→ YOUR TASK
Exactly the lines from the one with "occurrence of weathered" through the end of the data below must be set down, and no pictures with them.

→ DATA SHOWN
* * *

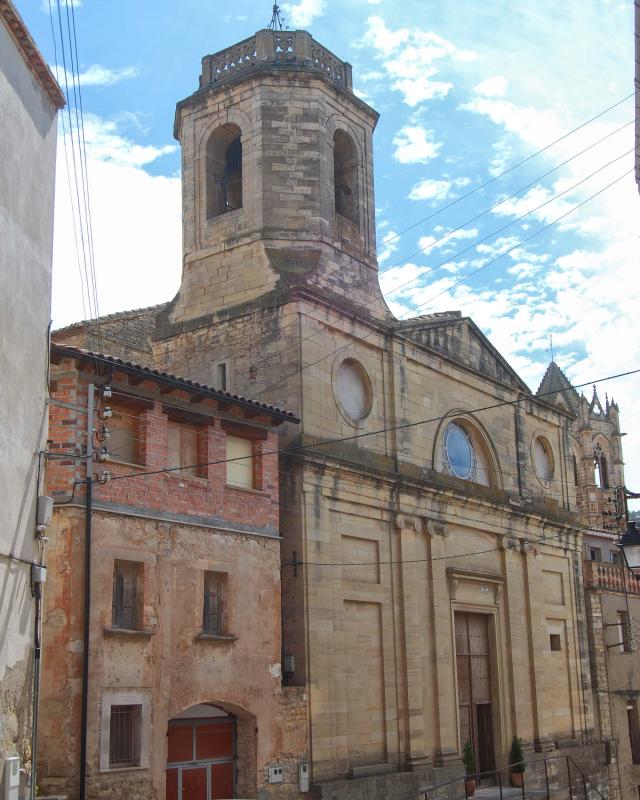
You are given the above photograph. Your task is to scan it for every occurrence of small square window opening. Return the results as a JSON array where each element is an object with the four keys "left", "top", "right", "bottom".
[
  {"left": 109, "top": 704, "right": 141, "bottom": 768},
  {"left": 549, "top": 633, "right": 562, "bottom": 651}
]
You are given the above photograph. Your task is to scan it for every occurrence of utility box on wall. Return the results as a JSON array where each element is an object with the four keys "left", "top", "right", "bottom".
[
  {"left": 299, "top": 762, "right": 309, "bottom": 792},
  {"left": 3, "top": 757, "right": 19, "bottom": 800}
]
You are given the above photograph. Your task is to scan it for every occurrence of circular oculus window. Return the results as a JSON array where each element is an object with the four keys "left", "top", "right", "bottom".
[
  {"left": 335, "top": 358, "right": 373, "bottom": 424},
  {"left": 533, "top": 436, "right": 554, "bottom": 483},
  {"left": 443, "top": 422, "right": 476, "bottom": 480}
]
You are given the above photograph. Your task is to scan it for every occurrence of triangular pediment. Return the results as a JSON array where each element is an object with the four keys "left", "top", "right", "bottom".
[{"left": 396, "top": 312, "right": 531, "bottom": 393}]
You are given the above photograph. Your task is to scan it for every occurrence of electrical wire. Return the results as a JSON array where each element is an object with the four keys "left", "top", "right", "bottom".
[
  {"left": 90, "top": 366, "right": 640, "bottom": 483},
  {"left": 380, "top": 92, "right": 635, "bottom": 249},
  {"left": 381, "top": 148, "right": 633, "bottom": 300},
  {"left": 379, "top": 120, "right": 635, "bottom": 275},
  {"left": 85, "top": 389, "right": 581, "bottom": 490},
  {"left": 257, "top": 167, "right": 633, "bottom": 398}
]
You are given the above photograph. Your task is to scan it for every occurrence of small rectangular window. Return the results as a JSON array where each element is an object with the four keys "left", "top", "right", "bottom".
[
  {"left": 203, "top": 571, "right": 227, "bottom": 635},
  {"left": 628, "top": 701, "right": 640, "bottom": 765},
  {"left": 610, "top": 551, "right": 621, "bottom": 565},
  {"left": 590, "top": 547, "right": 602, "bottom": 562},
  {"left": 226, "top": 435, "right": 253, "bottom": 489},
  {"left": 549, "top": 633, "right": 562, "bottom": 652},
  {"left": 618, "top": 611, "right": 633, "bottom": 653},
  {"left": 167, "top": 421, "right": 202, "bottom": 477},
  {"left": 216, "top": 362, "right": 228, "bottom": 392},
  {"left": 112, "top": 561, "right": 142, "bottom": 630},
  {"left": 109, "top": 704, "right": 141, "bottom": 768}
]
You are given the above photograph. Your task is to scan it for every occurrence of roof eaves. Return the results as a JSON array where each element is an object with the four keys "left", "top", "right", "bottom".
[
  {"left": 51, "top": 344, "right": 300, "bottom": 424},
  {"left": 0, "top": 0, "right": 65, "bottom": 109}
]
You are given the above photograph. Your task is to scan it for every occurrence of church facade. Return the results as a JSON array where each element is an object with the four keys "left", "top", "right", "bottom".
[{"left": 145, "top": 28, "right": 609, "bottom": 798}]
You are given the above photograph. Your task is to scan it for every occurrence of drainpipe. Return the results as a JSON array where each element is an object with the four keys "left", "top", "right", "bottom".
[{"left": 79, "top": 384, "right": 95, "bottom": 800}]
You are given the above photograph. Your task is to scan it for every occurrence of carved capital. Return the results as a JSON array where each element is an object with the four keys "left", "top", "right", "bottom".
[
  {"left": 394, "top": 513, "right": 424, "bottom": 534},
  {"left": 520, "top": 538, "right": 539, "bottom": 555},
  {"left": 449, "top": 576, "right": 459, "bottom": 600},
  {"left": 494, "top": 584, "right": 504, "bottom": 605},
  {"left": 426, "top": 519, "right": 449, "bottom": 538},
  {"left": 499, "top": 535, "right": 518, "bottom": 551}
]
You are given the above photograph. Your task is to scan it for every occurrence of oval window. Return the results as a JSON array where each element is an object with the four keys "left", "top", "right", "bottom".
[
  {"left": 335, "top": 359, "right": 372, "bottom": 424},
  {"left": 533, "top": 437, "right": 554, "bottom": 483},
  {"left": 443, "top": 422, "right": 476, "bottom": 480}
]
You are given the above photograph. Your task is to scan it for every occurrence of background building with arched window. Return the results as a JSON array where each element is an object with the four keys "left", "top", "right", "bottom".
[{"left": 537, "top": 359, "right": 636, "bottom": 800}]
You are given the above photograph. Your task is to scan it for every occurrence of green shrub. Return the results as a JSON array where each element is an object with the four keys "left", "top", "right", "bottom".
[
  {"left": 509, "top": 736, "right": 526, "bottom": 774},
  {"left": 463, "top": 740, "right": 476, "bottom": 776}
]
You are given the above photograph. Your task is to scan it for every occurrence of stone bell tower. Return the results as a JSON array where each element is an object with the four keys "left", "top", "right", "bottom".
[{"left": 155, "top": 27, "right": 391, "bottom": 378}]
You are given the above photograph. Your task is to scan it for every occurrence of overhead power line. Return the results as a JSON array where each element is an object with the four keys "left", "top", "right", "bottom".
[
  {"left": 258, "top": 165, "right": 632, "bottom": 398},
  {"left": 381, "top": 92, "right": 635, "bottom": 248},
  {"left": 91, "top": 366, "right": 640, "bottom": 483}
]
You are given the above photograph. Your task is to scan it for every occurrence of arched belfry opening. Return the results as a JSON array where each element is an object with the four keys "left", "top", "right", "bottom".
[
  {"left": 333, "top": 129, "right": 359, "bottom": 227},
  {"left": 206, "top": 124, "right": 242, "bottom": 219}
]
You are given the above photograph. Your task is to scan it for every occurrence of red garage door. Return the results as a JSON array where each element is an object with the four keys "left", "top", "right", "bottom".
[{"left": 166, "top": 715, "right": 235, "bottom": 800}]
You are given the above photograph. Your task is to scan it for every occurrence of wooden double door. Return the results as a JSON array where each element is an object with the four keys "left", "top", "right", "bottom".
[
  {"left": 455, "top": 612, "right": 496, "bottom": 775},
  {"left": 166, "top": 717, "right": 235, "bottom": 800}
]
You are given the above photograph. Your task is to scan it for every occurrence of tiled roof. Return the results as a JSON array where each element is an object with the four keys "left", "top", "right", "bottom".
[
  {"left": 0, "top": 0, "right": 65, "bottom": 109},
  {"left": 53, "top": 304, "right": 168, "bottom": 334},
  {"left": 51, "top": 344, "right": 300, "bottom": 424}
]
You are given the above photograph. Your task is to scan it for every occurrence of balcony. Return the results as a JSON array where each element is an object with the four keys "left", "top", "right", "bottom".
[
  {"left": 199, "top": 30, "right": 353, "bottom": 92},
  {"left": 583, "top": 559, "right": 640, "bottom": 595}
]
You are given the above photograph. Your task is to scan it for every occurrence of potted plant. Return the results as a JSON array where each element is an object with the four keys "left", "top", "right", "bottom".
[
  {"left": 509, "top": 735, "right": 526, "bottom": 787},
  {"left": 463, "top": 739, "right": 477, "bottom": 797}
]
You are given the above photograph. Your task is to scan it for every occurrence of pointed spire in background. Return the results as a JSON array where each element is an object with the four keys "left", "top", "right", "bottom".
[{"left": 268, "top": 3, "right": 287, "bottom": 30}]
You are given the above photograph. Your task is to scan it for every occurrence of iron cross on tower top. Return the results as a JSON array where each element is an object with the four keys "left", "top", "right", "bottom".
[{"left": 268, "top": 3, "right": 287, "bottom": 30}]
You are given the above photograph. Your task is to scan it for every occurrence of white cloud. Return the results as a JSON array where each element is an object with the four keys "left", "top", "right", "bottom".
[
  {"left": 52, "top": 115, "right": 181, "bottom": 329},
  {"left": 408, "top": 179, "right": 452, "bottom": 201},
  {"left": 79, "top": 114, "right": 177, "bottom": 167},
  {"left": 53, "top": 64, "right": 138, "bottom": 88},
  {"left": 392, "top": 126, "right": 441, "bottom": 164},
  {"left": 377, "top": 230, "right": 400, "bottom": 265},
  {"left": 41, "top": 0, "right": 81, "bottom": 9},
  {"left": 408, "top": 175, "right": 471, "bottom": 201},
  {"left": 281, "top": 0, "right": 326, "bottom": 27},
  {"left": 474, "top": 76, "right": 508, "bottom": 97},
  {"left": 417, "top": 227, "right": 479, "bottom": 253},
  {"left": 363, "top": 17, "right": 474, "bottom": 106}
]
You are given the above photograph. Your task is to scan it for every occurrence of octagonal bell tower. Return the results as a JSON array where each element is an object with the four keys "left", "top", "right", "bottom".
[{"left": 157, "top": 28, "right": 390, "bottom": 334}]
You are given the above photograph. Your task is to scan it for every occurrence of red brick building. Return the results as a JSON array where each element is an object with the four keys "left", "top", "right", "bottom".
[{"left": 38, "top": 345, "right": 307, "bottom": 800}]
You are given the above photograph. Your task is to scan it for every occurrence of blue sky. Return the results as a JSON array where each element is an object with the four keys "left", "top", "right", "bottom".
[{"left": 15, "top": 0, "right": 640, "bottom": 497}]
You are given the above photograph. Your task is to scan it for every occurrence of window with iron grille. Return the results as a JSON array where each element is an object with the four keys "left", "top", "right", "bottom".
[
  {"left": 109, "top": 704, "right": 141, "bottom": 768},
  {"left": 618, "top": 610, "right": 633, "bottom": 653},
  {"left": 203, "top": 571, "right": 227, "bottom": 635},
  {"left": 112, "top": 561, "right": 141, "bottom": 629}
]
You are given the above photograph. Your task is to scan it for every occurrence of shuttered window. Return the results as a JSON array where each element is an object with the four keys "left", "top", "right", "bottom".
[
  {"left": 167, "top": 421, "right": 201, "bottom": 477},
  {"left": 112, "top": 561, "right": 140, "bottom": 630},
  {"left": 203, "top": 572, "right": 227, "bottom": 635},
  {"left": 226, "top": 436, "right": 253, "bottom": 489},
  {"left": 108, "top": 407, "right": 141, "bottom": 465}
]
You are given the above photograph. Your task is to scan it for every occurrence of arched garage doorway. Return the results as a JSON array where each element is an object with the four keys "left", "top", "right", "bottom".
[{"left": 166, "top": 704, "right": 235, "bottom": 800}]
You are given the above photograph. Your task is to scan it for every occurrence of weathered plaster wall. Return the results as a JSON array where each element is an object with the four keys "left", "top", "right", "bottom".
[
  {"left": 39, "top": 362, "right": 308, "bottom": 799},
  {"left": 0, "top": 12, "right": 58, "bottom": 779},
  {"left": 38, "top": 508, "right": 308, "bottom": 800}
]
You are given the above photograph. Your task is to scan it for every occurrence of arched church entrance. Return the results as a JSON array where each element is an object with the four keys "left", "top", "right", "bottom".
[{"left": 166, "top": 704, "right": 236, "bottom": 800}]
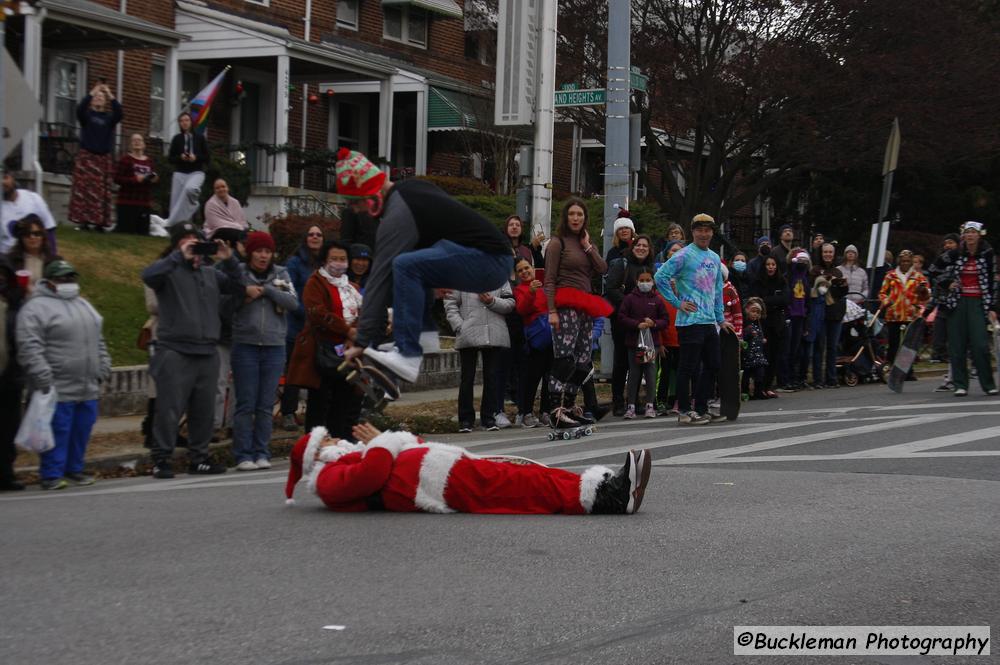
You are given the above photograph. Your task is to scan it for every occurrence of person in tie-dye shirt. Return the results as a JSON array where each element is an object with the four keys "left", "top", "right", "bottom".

* * *

→ COMPLETED TASK
You are given the above photograph. Your task is to scan it for every occurrence of weathered plaster wall. Return the results as a JSON array where each element is an object with the four keys "left", "top", "right", "bottom".
[
  {"left": 39, "top": 362, "right": 308, "bottom": 799},
  {"left": 0, "top": 12, "right": 58, "bottom": 779},
  {"left": 38, "top": 508, "right": 308, "bottom": 800}
]
You are given the above photograph. Your task is to scan it for every occurrence of arched church entrance. Return the results as a JSON array where each element is an object with the four keys "left", "top", "right", "bottom".
[{"left": 166, "top": 704, "right": 236, "bottom": 800}]
You are given the above photograph. Your task is to scan it for every occurrence of person in tie-dye shirt. Return the results as a JSON array where each element is an object with the four keys "left", "top", "right", "bottom".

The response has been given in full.